── RECORDS FOR THE EXERCISE
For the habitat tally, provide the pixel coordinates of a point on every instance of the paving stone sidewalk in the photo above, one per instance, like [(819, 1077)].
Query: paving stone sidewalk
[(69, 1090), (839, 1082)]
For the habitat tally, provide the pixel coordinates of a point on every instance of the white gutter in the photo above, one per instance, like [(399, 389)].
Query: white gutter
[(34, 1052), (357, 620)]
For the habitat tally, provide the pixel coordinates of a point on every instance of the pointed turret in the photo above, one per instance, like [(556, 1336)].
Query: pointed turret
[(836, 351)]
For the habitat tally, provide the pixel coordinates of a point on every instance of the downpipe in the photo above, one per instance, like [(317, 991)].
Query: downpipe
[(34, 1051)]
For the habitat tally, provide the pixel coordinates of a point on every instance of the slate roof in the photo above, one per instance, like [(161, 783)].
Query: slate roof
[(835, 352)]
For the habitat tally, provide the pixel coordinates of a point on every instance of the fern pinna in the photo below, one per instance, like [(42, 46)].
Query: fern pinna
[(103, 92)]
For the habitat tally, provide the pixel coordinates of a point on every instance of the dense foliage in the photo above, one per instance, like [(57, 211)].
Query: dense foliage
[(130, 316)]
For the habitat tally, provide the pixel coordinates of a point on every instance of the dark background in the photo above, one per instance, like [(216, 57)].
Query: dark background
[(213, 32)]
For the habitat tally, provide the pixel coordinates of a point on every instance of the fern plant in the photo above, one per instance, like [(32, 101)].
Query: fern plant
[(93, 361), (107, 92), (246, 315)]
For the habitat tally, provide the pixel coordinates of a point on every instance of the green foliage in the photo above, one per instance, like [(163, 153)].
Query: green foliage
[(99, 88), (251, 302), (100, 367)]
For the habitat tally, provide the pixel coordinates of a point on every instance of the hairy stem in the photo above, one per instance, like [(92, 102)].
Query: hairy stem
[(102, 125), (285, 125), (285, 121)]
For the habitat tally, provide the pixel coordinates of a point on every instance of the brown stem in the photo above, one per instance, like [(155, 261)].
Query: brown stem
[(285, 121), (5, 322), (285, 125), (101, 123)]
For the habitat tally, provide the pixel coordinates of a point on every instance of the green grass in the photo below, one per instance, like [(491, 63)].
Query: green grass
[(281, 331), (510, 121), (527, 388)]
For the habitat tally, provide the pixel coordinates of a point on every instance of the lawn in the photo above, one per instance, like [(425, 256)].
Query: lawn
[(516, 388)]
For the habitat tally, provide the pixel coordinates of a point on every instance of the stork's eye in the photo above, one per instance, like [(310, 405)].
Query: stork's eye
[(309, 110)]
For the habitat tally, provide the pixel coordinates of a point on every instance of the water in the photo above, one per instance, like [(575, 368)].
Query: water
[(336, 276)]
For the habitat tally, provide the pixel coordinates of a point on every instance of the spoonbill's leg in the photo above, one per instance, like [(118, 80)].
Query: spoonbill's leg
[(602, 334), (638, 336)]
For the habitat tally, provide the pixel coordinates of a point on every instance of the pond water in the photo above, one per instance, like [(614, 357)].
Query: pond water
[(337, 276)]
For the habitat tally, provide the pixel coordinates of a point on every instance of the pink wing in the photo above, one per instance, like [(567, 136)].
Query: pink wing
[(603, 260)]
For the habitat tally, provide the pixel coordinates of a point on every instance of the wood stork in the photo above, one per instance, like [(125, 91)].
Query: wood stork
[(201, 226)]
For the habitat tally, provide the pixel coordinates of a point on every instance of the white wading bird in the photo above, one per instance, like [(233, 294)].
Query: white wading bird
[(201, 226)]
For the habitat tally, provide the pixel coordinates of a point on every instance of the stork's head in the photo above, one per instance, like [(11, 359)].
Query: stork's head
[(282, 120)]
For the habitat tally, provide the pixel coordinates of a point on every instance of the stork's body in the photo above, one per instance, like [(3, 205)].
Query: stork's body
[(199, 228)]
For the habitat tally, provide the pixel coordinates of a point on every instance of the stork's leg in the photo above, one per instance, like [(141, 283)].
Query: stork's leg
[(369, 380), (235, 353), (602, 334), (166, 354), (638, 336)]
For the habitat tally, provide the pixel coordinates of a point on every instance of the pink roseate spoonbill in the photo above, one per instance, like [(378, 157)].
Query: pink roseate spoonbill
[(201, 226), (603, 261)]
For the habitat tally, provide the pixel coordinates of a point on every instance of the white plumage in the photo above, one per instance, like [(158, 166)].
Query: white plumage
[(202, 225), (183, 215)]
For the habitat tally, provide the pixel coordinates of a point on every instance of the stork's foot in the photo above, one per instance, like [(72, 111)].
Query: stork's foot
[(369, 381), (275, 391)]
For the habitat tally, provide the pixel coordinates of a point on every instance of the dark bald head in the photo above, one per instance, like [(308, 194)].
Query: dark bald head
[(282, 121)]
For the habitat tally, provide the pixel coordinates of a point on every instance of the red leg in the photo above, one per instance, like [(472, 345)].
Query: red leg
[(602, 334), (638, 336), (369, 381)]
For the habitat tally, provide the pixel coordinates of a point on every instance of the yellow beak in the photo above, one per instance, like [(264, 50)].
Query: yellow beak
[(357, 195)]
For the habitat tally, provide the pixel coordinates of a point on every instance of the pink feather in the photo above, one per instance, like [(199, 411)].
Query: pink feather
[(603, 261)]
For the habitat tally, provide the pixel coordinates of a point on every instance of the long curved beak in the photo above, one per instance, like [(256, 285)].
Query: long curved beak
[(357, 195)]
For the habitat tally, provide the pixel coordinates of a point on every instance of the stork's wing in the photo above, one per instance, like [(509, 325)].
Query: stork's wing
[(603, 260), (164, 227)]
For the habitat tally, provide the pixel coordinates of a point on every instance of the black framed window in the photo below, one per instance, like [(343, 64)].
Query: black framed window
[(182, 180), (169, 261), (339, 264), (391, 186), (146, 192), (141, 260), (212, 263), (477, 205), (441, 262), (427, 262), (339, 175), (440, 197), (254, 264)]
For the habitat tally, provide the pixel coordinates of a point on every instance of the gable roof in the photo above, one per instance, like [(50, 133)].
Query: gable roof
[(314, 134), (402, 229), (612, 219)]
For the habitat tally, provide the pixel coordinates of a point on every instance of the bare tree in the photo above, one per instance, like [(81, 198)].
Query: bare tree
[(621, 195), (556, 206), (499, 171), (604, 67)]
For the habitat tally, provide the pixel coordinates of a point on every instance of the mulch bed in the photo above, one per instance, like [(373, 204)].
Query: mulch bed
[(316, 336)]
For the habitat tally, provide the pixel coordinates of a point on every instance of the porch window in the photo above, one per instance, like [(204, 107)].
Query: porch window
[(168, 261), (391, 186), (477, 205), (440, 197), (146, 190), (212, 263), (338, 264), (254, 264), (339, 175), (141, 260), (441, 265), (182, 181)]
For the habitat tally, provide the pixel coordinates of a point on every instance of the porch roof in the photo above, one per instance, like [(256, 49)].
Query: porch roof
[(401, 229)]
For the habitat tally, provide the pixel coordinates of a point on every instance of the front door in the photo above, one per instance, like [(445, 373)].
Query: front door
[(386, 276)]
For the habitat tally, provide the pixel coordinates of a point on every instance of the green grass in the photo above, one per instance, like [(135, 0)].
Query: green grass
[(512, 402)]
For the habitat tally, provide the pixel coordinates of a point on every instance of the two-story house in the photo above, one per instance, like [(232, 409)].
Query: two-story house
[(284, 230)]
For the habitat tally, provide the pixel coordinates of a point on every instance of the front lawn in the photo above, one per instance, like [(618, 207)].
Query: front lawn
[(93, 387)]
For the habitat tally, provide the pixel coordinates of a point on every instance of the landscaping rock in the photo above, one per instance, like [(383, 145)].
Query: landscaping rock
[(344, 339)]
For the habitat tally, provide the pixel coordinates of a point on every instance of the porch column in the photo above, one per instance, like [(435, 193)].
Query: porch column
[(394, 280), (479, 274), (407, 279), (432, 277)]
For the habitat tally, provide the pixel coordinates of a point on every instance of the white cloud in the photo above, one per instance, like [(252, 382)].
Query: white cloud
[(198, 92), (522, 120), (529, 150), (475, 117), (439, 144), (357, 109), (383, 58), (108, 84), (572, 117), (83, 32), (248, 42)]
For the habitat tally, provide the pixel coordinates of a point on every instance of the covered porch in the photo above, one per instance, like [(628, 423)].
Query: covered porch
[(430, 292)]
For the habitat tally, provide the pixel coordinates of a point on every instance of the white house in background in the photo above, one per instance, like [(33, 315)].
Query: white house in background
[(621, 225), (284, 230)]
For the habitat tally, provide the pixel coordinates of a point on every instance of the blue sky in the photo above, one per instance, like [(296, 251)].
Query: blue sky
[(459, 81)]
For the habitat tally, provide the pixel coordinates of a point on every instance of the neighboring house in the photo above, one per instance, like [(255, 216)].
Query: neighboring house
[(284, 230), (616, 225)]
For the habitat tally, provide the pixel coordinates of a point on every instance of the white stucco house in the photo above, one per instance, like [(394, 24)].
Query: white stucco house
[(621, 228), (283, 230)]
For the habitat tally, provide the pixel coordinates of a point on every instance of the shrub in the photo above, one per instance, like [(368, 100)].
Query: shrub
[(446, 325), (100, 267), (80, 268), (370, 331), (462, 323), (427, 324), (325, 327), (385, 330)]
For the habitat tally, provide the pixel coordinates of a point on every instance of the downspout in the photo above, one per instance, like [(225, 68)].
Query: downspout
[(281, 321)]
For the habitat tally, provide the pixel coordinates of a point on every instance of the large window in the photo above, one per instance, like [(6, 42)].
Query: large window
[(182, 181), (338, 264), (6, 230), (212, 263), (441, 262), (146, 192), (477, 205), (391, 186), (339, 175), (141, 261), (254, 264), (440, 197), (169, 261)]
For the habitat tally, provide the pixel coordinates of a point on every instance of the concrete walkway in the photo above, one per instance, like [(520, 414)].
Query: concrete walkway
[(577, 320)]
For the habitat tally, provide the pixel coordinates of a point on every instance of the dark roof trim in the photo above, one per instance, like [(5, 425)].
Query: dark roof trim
────
» EXERCISE
The answer must consist of every line from the data that contains the word "below".

» YOUR SOLUTION
For the habitat tally, provide the pixel coordinates of a point on every instance of the fern pinna in the photo below, one per instance, like [(42, 46)].
For the habitat tally, provide the pixel coordinates of a point on every instance of the green grass in the photo below, one per instance, like [(491, 63)].
For the habitat tally, provide the pixel coordinates of a point on every instance of the black framed window in the photo below, one per instance, like [(343, 64)].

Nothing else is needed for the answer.